### Teks Hasil Ekstraksi

==*==

Jumat, 21 Maret 2014

Malapetaka Demokrasi Pasar

Judul buku: Malapetaka Demokrasi Pasar
Penulis: Coen Husein Pontoh
Penerbit: Resist Book
Cetakan: Pertama, Agustus 2005
Tebal: 192 halaman

Hakikat kemerdekaan sebuah bangsa adalah manakala dirinya mampu menentukan kebijakan dan masa depan bangsanya dengan kekuatan sendiri. Dan, ketika kekuatan luar sudah merasuki sendi-sendi kehidupan bangsa dan mengintervensi kebijakan dalam negeri, maka dengan sendirinya hakikat kemerdekaan itu akan sirna seketika. Bagaimanakah dengan kemerdekaan Indonesia kini?

==*==

### Cuplikan Data
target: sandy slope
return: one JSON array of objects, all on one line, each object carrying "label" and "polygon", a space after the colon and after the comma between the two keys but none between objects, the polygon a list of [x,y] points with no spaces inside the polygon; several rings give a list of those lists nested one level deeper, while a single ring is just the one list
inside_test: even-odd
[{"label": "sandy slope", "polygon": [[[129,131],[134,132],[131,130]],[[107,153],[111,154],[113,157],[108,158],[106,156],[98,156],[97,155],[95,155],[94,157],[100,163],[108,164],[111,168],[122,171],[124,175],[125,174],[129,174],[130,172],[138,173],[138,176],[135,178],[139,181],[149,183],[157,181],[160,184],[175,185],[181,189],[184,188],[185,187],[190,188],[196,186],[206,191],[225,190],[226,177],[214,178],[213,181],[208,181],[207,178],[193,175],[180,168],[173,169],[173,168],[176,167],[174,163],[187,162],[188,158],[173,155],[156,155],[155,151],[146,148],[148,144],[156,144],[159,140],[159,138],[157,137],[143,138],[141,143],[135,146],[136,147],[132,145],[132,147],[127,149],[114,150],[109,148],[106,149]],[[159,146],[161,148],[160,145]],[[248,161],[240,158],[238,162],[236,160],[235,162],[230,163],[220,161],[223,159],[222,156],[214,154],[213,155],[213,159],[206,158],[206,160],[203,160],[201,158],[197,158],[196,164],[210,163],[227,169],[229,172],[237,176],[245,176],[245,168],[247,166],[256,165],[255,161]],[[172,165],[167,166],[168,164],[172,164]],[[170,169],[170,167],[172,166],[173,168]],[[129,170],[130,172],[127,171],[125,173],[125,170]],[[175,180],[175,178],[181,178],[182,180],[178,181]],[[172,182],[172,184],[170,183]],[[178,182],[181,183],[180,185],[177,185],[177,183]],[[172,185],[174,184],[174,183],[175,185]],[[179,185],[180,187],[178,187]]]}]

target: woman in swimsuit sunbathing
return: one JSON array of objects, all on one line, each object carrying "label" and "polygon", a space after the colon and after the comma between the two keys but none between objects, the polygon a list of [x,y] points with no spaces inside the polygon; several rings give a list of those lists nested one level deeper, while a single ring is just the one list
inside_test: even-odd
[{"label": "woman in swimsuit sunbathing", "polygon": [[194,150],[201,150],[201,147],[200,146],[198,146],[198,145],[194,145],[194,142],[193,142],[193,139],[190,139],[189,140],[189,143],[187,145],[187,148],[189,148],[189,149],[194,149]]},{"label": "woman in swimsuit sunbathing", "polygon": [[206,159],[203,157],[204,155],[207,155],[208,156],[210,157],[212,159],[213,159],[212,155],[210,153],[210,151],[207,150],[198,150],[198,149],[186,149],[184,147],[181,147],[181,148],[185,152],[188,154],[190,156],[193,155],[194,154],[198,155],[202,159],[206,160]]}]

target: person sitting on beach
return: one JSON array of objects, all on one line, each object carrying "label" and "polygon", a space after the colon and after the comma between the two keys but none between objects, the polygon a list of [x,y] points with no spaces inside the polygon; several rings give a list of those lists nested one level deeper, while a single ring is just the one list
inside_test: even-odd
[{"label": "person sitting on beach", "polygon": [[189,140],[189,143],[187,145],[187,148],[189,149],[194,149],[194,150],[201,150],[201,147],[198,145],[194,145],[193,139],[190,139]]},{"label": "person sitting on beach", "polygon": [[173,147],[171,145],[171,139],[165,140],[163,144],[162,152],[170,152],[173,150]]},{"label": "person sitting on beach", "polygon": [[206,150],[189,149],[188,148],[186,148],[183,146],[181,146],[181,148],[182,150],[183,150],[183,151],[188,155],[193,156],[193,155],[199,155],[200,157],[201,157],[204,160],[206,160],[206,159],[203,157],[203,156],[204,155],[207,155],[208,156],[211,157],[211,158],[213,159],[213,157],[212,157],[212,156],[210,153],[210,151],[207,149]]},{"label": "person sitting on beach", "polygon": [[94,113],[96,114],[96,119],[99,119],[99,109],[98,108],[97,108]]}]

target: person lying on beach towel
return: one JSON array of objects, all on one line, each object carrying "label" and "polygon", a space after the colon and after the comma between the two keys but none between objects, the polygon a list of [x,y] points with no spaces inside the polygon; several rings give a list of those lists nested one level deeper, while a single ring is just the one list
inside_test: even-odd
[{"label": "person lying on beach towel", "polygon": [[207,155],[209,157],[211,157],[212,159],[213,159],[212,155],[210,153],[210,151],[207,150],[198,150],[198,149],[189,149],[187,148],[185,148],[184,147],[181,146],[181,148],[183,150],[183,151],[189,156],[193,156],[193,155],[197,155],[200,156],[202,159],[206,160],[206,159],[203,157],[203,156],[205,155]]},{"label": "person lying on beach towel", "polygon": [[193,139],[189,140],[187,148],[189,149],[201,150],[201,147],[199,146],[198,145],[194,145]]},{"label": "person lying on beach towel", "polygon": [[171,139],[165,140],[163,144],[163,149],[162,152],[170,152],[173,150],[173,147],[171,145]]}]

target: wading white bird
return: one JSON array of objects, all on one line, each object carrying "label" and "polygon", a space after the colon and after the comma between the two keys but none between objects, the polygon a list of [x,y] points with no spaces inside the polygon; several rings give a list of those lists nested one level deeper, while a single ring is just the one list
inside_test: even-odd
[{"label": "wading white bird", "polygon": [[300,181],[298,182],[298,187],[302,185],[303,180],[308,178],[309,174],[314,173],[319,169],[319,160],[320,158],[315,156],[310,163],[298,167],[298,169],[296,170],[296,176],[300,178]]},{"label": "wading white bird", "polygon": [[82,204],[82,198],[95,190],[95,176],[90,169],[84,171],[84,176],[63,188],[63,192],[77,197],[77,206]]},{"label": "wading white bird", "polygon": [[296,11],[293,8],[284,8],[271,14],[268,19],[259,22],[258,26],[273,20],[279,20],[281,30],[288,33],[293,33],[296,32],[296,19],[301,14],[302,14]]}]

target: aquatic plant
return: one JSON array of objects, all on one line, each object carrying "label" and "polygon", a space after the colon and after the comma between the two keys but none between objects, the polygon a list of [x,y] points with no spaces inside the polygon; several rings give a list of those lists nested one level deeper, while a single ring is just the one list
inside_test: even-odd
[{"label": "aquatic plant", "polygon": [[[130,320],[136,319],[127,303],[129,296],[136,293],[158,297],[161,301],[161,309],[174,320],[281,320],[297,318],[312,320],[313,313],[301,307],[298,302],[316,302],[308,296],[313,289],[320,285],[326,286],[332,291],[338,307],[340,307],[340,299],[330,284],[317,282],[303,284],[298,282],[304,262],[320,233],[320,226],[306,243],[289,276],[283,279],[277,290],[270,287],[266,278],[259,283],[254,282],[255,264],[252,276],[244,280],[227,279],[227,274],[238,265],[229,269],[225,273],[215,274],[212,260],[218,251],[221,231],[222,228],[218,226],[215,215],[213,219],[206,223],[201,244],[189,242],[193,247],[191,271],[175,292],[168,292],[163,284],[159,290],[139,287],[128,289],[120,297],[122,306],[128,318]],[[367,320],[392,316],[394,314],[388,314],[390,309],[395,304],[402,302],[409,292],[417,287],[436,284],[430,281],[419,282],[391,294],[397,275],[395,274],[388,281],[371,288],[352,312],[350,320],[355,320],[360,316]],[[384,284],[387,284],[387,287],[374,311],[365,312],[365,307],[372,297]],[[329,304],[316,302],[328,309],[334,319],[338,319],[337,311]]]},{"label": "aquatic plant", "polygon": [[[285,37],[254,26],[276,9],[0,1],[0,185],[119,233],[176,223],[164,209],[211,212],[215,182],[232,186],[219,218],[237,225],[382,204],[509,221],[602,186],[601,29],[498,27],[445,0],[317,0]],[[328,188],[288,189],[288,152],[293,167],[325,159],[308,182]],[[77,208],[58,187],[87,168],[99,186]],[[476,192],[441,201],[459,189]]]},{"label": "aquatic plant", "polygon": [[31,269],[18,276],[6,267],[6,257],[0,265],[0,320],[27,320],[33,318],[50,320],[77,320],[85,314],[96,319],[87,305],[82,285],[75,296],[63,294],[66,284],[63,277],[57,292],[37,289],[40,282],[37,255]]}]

==*==

### Tujuan Latihan
Ketik ulang seluruh resensi buku Malapetaka Demokrasi Pasar tanpa mengubah satu huruf pun. Materi tersebut berdiri sendiri dan terpisah dari resensi.

### Jawaban Latihan
Jumat, 21 Maret 2014

Malapetaka Demokrasi Pasar

Judul buku: Malapetaka Demokrasi Pasar
Penulis: Coen Husein Pontoh
Penerbit: Resist Book
Cetakan: Pertama, Agustus 2005
Tebal: 192 halaman

Hakikat kemerdekaan sebuah bangsa adalah manakala dirinya mampu menentukan kebijakan dan masa depan bangsanya dengan kekuatan sendiri. Dan, ketika kekuatan luar sudah merasuki sendi-sendi kehidupan bangsa dan mengintervensi kebijakan dalam negeri, maka dengan sendirinya hakikat kemerdekaan itu akan sirna seketika. Bagaimanakah dengan kemerdekaan Indonesia kini?